──────── Data extracts ────────
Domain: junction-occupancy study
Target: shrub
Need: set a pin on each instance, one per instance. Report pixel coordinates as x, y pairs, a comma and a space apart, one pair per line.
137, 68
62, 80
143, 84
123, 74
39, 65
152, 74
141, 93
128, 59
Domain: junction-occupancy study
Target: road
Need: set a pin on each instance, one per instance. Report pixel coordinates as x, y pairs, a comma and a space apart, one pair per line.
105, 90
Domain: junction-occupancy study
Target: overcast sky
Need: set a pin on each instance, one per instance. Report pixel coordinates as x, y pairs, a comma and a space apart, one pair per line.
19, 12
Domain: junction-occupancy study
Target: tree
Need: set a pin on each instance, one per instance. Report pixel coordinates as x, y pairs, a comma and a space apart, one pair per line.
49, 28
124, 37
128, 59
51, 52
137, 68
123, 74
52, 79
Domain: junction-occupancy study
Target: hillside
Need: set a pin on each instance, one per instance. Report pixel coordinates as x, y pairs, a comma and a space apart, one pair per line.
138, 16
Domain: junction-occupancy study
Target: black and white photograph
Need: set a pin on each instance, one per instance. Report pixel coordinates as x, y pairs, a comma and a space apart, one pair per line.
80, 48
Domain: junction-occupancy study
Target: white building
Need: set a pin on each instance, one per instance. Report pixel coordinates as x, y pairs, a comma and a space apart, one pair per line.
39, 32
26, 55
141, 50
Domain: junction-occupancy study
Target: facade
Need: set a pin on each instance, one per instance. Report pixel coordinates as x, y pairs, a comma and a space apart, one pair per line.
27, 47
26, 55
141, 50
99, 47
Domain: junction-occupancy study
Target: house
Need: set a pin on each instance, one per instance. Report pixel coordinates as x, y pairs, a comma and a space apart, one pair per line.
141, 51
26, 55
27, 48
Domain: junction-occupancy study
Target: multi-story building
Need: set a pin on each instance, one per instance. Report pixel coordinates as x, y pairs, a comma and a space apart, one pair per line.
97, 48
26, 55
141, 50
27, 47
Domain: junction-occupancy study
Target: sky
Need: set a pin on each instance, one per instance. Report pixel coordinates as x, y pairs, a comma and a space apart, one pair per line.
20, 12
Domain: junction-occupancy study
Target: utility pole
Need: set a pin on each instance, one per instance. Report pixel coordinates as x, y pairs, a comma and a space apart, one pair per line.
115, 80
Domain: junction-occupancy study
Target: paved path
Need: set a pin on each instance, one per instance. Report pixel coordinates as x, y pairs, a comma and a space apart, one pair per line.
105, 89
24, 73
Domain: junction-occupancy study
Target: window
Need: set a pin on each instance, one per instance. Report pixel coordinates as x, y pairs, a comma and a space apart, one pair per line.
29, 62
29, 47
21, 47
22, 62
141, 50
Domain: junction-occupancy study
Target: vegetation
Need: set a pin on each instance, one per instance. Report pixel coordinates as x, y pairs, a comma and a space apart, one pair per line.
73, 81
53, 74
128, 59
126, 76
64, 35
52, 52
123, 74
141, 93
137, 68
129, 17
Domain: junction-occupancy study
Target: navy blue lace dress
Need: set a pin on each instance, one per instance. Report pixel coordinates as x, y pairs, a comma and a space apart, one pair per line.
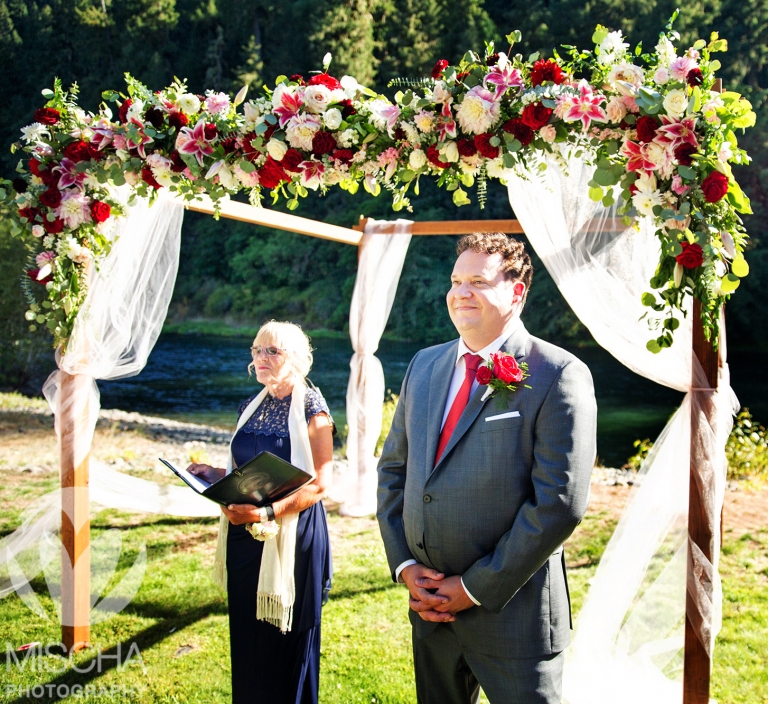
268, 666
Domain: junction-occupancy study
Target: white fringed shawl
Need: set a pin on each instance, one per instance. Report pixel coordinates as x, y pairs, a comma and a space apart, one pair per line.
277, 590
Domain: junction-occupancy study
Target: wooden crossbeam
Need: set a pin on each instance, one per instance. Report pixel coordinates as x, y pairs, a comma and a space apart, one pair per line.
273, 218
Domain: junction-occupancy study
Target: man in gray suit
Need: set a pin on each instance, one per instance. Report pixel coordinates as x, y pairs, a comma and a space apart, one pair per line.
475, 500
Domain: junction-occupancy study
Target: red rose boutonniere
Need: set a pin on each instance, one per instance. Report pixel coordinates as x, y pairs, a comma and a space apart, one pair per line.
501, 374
────────
──────── Data extracts ────────
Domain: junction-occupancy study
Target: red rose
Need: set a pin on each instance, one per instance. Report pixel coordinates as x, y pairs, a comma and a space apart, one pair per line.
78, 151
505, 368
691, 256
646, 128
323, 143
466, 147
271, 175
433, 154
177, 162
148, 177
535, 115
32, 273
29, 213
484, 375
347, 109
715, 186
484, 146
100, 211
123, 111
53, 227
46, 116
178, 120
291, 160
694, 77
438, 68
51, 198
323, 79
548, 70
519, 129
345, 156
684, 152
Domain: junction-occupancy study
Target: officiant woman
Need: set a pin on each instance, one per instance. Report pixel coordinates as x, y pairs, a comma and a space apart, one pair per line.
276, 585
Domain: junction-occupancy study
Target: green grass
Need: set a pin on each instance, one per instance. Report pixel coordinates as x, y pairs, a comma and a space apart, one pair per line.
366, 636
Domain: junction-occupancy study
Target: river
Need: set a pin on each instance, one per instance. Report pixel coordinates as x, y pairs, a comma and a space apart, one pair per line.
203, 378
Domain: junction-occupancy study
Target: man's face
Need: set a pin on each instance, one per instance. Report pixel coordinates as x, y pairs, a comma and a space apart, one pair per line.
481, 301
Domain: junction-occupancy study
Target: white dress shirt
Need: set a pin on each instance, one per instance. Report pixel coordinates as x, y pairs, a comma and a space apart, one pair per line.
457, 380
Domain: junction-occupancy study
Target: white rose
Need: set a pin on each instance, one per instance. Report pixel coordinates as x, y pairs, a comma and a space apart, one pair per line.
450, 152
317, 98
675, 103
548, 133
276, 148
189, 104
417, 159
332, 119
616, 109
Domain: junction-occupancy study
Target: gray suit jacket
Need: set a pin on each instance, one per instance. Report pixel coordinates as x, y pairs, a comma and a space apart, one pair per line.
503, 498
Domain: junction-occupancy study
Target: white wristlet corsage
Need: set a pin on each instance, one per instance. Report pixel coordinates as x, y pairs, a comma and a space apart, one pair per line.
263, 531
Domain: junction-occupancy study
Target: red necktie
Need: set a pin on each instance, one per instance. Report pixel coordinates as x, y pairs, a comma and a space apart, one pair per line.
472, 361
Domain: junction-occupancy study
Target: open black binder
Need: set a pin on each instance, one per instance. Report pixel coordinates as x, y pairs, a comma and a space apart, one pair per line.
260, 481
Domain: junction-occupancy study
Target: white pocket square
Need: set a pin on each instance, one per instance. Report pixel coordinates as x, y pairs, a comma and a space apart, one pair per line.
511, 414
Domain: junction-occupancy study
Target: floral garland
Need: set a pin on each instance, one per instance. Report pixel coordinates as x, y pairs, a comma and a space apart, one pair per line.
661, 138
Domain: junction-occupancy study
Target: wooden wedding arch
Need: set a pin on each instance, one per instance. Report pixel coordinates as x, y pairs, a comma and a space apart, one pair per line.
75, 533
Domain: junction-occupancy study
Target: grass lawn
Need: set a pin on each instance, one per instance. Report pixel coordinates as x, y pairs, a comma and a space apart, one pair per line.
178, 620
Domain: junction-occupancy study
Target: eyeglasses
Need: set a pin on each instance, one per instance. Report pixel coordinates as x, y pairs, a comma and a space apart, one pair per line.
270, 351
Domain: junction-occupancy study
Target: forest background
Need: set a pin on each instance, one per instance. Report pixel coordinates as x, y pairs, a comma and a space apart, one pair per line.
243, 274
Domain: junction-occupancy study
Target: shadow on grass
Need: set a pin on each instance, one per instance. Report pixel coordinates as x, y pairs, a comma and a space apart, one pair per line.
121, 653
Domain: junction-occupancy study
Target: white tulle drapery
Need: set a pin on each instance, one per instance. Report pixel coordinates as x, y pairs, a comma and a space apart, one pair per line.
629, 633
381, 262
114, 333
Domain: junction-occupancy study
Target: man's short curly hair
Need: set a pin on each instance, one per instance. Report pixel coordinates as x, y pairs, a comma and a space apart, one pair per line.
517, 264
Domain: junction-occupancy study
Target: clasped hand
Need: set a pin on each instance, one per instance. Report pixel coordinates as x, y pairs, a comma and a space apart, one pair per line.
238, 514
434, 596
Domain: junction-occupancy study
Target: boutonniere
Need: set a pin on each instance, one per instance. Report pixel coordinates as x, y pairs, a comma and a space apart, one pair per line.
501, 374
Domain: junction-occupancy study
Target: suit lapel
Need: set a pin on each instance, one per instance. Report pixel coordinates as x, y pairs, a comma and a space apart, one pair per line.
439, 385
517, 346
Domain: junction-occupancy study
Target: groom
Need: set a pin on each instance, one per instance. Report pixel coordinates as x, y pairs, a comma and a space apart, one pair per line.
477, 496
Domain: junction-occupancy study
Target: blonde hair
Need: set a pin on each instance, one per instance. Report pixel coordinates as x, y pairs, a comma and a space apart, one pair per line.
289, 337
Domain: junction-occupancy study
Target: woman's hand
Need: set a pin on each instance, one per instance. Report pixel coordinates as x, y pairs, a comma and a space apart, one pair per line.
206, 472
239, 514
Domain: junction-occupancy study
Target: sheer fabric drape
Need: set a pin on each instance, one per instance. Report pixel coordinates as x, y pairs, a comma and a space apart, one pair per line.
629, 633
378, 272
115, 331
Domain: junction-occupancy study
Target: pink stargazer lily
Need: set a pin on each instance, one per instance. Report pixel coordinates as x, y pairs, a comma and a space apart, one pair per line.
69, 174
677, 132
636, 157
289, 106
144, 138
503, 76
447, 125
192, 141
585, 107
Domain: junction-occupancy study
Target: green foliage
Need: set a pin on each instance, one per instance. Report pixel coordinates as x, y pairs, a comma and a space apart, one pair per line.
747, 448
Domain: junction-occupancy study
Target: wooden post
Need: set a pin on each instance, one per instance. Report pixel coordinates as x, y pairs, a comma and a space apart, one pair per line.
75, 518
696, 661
────────
◆ Task brief ◆
An exact copy of the lines above, from the one containing "Target: white dress shirt" through the one containing "Target: white rose", is the whole of the answer.

◆ Response to the task ◆
Target: white dress shirt
Need: set a pin on each instance, one per instance. Report pixel coordinates as x, y pairs, a comma and a space apart, one pair per line.
457, 380
Domain: junction-occupancy study
Target: white rose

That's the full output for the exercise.